» **Try it**:
In the records below, find each line holding the word "banner" and copy it.

» **Records from a data collection**:
┏━━
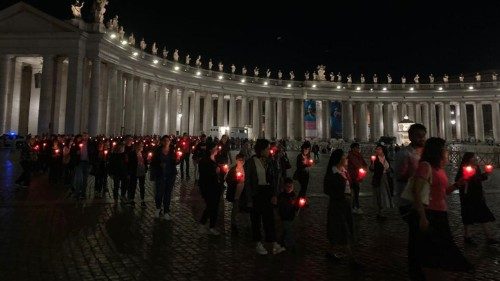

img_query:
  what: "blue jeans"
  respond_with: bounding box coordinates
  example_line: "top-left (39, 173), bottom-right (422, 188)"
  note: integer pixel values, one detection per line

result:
top-left (155, 175), bottom-right (175, 212)
top-left (74, 161), bottom-right (89, 198)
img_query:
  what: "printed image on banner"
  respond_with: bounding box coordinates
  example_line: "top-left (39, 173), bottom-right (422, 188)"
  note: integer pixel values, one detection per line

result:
top-left (304, 100), bottom-right (317, 138)
top-left (330, 101), bottom-right (342, 139)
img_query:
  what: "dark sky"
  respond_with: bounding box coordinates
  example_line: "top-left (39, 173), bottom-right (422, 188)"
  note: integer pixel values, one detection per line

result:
top-left (2, 0), bottom-right (500, 81)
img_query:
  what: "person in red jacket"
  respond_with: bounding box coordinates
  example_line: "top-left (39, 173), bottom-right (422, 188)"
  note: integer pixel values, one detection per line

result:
top-left (347, 143), bottom-right (368, 215)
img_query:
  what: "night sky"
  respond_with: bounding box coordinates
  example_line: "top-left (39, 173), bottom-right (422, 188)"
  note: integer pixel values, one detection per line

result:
top-left (2, 0), bottom-right (499, 81)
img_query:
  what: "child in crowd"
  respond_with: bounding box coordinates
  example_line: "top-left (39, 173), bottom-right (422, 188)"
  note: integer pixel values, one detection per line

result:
top-left (278, 178), bottom-right (299, 250)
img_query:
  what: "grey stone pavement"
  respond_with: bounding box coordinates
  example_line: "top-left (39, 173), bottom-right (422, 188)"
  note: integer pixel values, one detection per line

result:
top-left (0, 148), bottom-right (499, 281)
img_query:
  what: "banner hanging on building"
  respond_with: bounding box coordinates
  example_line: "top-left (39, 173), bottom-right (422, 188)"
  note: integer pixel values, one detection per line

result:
top-left (304, 100), bottom-right (317, 138)
top-left (330, 101), bottom-right (343, 139)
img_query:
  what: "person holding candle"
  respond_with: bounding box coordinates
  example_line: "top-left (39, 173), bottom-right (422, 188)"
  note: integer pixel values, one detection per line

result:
top-left (108, 143), bottom-right (128, 204)
top-left (48, 138), bottom-right (63, 184)
top-left (150, 136), bottom-right (178, 220)
top-left (347, 143), bottom-right (368, 215)
top-left (294, 142), bottom-right (312, 198)
top-left (244, 139), bottom-right (285, 255)
top-left (413, 138), bottom-right (474, 277)
top-left (15, 137), bottom-right (36, 188)
top-left (225, 153), bottom-right (246, 234)
top-left (455, 153), bottom-right (497, 245)
top-left (216, 134), bottom-right (232, 165)
top-left (192, 134), bottom-right (208, 185)
top-left (393, 123), bottom-right (427, 281)
top-left (198, 142), bottom-right (225, 235)
top-left (127, 142), bottom-right (148, 207)
top-left (92, 141), bottom-right (109, 198)
top-left (72, 133), bottom-right (92, 199)
top-left (369, 143), bottom-right (394, 221)
top-left (323, 149), bottom-right (360, 267)
top-left (278, 177), bottom-right (299, 251)
top-left (178, 132), bottom-right (191, 181)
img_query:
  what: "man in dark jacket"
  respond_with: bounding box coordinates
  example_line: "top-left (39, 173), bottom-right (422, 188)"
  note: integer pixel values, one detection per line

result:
┗━━
» **Solution below**:
  what: "printed image on banner"
  what: "banner hanging on building"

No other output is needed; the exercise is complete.